EXERCISE BRIEF:
Answer these questions using the table compression note below.
1. Which versions of Oracle Server Enterprise Edition does the note apply to?
2. In a compressed block, where are duplicate values stored?
3. Which compression option is the default when no compression clause is specified?

ARTICLE:
((
10g Table compression: Basics, Examples, Advantages,Uses and Restrictions [ID 753213.1]  

 
  Modified 02-APR-2010     Type BULLETIN     Status PUBLISHED  
       

In this Document
  Purpose
  Scope and Application
  10g Table compression: Basics, Examples, Advantages,Uses and Restrictions
     OVERVIEW OF TABLE COMPRESSION: 
  References


Applies to:

Oracle Server – Enterprise Edition – Version: 10.1.0.2 to 10.2.0.4
Information in this document applies to any platform.
Oracle Server Enterprise Edition – Version: 10.1.0.2 to 10.2.0.4

Purpose

This note provides basic understanding of Table compression with appropriate examples.

Scope and Application

DBA’s interested  in understanding and using Table Compression feature

10g Table compression: Basics, Examples, Advantages,Uses and Restrictions

OVERVIEW OF TABLE COMPRESSION: 

The Oracle Database table compression feature compresses data by eliminating duplicate values in a database block. Compressed data stored in a database block (also known as disk page) is self-contained. That is, all the information needed to re-create the uncompressed data in a block is available within that block. Duplicate values in all the rows and columns in a block are stored once at the beginning of the block, in what is called a symbol table for that block. All occurrences of such values are replaced with a short reference to the symbol table.

With the exception of a symbol table at the beginning, compressed database blocks look very much like regular database blocks. All database features and functions that work on regular database blocks also work on compressed database blocks.

Database objects that can be compressed include tables,materialized views,partitioned tables( some or all partitions can be compressed) .

Compression clause can be specified with following options:

1) NOCOMPRESS – The table,partition or materialized view is not compressed. This is the default action when no compression clause is specified.

2) COMPRESS – This option is considered suitable for data warehouse systems. Compression is enabled on the table or partition during direct-path inserts only.

3) COMPRESS FOR DIRECT_LOAD OPERATIONS – This option has the same affect as the simple COMPRESS keyword.

EXAMPLES:

Table compression:

These two examples both enable compression for direct-path insert only on the ‘sales_history’ table:

SQL> CREATE TABLE sales_history ( ... ) COMPRESS FOR DIRECT_LOAD OPERATIONS;

SQL> CREATE TABLE sales_history ( ... ) COMPRESS;
Partition-level compression:

Compression can be enabled or disabled at the partition level
In the following example, all partitions except the northeast partition are compressed.
))
GIVEN ENTRIES:
((
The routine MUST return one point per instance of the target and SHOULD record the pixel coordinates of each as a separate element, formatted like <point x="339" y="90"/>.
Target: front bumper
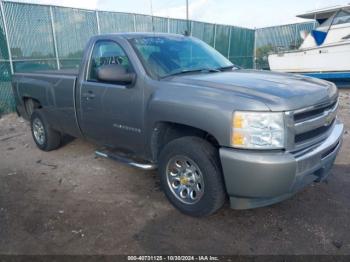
<point x="255" y="179"/>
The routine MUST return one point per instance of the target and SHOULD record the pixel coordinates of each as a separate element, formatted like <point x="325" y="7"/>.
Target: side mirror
<point x="114" y="73"/>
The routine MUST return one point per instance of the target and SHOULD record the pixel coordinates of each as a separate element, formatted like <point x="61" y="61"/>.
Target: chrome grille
<point x="309" y="126"/>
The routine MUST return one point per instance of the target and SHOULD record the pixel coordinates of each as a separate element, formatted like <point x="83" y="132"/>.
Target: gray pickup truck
<point x="173" y="103"/>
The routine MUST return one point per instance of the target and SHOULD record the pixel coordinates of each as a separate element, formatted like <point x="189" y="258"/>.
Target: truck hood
<point x="279" y="91"/>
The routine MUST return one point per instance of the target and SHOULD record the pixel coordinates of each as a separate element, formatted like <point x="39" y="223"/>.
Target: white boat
<point x="324" y="51"/>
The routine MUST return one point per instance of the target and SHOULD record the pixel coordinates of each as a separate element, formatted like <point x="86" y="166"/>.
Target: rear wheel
<point x="191" y="178"/>
<point x="44" y="136"/>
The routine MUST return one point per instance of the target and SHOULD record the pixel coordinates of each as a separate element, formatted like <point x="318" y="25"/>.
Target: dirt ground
<point x="70" y="202"/>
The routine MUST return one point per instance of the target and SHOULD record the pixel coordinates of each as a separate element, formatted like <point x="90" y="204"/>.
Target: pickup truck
<point x="172" y="103"/>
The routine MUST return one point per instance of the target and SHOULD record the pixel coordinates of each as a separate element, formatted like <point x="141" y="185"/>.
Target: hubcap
<point x="38" y="130"/>
<point x="185" y="179"/>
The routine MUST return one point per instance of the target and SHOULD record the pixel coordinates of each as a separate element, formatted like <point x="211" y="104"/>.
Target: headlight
<point x="256" y="130"/>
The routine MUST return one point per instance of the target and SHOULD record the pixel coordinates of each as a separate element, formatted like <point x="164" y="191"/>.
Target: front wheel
<point x="191" y="177"/>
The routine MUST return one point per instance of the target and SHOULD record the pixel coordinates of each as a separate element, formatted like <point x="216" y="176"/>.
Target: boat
<point x="325" y="51"/>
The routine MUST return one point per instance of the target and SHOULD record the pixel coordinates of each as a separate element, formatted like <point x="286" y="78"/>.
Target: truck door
<point x="111" y="113"/>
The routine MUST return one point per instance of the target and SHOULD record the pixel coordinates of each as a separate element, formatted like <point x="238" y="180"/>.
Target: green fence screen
<point x="50" y="37"/>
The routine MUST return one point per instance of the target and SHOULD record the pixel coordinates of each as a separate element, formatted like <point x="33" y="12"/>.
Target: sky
<point x="245" y="13"/>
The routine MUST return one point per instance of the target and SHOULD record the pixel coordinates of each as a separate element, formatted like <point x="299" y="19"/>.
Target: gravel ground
<point x="69" y="202"/>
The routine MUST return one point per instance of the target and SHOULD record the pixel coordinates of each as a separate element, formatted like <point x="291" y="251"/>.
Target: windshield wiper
<point x="202" y="70"/>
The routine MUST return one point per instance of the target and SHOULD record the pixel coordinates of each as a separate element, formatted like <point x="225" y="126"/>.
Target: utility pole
<point x="187" y="19"/>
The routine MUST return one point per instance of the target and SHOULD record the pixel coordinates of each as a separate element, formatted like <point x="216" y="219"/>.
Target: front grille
<point x="312" y="133"/>
<point x="313" y="124"/>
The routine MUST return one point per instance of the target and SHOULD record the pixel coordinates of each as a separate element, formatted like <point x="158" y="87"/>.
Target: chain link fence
<point x="278" y="39"/>
<point x="39" y="37"/>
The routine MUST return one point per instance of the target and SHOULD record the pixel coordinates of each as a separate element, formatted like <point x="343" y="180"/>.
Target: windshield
<point x="163" y="56"/>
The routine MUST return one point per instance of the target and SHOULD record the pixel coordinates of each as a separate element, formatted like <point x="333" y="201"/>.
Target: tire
<point x="202" y="174"/>
<point x="44" y="136"/>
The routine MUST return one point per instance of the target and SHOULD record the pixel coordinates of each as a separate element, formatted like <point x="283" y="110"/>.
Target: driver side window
<point x="106" y="53"/>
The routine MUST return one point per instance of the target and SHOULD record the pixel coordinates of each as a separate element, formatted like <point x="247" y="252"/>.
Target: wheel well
<point x="164" y="132"/>
<point x="30" y="104"/>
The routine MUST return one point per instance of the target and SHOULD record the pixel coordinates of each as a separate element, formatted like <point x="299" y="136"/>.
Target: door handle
<point x="88" y="95"/>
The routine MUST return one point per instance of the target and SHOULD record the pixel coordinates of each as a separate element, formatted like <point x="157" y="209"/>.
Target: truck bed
<point x="55" y="89"/>
<point x="66" y="72"/>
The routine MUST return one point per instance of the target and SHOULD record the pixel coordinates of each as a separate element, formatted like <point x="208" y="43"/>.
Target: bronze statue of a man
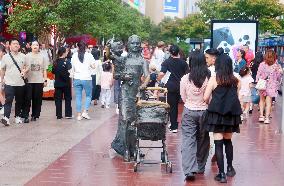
<point x="131" y="69"/>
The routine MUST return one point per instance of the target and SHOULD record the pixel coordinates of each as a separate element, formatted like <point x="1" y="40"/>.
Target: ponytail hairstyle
<point x="81" y="51"/>
<point x="244" y="71"/>
<point x="60" y="52"/>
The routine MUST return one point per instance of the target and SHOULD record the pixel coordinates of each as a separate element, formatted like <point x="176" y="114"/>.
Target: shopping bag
<point x="261" y="84"/>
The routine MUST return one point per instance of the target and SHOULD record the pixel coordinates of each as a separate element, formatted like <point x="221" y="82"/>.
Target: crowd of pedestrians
<point x="216" y="91"/>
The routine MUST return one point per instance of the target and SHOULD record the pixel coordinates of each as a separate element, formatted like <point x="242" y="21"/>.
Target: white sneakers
<point x="5" y="121"/>
<point x="85" y="115"/>
<point x="18" y="120"/>
<point x="2" y="111"/>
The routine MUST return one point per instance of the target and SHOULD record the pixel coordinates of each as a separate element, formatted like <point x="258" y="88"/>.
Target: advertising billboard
<point x="231" y="36"/>
<point x="171" y="6"/>
<point x="138" y="5"/>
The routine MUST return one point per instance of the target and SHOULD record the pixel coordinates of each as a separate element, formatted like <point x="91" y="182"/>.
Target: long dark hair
<point x="258" y="58"/>
<point x="198" y="70"/>
<point x="60" y="52"/>
<point x="224" y="71"/>
<point x="2" y="48"/>
<point x="81" y="50"/>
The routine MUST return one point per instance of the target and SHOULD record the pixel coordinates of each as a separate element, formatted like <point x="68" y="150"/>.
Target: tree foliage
<point x="192" y="26"/>
<point x="99" y="18"/>
<point x="267" y="12"/>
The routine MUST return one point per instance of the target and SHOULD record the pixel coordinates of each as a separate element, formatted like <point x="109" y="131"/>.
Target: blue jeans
<point x="79" y="85"/>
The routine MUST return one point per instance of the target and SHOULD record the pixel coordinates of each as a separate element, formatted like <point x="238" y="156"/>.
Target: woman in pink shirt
<point x="106" y="84"/>
<point x="271" y="71"/>
<point x="195" y="140"/>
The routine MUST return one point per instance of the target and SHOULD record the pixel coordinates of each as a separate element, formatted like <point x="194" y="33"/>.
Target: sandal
<point x="267" y="121"/>
<point x="261" y="119"/>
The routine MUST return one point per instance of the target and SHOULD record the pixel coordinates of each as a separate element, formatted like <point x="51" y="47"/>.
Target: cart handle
<point x="165" y="90"/>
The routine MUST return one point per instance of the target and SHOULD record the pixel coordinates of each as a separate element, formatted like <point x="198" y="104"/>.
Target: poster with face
<point x="233" y="35"/>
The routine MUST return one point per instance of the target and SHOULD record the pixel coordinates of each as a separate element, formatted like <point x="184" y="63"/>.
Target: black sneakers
<point x="231" y="171"/>
<point x="5" y="121"/>
<point x="221" y="177"/>
<point x="189" y="177"/>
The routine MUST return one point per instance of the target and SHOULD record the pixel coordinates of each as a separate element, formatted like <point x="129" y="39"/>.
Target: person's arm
<point x="164" y="69"/>
<point x="239" y="86"/>
<point x="26" y="67"/>
<point x="146" y="75"/>
<point x="208" y="90"/>
<point x="3" y="69"/>
<point x="45" y="67"/>
<point x="183" y="82"/>
<point x="92" y="61"/>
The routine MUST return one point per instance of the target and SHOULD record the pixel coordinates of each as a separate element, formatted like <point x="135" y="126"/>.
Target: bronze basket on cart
<point x="151" y="124"/>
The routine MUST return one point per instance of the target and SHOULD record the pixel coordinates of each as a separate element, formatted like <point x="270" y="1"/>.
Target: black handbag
<point x="16" y="64"/>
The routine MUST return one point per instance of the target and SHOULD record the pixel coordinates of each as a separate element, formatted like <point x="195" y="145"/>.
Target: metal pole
<point x="282" y="121"/>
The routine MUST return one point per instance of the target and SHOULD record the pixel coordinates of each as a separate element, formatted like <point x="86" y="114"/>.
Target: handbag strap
<point x="16" y="64"/>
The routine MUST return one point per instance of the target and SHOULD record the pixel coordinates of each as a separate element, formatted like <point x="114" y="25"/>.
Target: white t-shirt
<point x="158" y="58"/>
<point x="213" y="72"/>
<point x="245" y="85"/>
<point x="82" y="71"/>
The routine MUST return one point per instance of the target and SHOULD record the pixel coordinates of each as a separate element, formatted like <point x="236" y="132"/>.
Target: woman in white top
<point x="82" y="65"/>
<point x="37" y="79"/>
<point x="2" y="53"/>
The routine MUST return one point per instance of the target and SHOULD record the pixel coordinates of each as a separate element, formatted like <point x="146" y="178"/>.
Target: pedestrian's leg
<point x="261" y="105"/>
<point x="37" y="99"/>
<point x="108" y="97"/>
<point x="218" y="140"/>
<point x="27" y="100"/>
<point x="189" y="143"/>
<point x="9" y="96"/>
<point x="116" y="91"/>
<point x="229" y="154"/>
<point x="173" y="102"/>
<point x="97" y="92"/>
<point x="78" y="92"/>
<point x="93" y="86"/>
<point x="19" y="101"/>
<point x="103" y="97"/>
<point x="58" y="102"/>
<point x="68" y="99"/>
<point x="203" y="145"/>
<point x="88" y="90"/>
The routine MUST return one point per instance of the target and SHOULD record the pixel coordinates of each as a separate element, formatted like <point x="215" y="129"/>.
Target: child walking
<point x="106" y="84"/>
<point x="245" y="91"/>
<point x="62" y="84"/>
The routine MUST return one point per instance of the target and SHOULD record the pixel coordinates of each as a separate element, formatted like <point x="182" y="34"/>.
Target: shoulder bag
<point x="16" y="64"/>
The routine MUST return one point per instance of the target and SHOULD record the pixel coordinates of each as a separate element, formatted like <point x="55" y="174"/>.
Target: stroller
<point x="151" y="124"/>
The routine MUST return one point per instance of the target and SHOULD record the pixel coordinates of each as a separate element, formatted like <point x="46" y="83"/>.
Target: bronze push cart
<point x="151" y="124"/>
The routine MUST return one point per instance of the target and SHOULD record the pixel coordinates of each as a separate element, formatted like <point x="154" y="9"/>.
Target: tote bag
<point x="261" y="84"/>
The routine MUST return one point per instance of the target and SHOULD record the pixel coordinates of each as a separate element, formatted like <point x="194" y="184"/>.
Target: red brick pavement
<point x="258" y="161"/>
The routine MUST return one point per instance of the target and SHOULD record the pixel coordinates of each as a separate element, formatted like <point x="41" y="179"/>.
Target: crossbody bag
<point x="16" y="64"/>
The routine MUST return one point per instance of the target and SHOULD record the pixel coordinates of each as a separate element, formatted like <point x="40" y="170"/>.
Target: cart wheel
<point x="163" y="157"/>
<point x="170" y="165"/>
<point x="135" y="167"/>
))
ANSWER FOR THE TASK:
1. Versions 10.1.0.2 to 10.2.0.4.
2. They are stored once at the beginning of the block, in the block's symbol table.
3. NOCOMPRESS.